### What to produce:
Among the records, which lines include "blouse"? List them.

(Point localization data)
☆ ☆ ☆ ☆

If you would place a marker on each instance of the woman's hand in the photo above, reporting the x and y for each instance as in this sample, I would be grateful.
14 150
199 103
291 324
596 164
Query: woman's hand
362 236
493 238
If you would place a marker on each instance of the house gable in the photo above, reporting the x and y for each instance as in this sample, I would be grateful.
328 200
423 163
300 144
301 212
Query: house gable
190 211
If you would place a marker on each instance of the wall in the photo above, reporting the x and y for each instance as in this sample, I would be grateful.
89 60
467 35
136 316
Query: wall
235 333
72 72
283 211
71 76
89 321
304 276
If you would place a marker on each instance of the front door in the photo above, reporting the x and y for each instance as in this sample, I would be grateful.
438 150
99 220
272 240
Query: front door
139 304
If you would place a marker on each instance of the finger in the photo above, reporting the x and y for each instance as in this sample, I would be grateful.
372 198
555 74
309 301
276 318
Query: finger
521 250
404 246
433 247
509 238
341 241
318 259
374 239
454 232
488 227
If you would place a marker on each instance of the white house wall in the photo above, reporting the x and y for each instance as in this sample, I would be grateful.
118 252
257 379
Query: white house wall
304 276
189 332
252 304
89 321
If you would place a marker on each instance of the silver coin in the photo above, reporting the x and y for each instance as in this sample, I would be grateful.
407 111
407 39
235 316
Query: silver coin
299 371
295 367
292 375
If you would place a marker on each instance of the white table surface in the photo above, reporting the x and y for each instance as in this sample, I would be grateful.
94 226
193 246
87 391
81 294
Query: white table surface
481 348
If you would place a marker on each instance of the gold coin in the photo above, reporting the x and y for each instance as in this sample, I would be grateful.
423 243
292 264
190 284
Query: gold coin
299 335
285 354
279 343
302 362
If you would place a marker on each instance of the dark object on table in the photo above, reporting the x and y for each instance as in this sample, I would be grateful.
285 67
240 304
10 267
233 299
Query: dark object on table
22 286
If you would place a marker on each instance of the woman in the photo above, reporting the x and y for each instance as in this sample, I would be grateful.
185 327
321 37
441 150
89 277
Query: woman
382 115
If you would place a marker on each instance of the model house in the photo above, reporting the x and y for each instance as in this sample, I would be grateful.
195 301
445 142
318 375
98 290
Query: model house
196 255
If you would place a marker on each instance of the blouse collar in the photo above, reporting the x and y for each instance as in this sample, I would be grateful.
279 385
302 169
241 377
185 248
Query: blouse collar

☆ ☆ ☆ ☆

### Task answer:
If you would place a marker on each instance of the blouse collar in the photo above, reporting the x and y for each instance as in this sample, I would be grateful.
Query: blouse collar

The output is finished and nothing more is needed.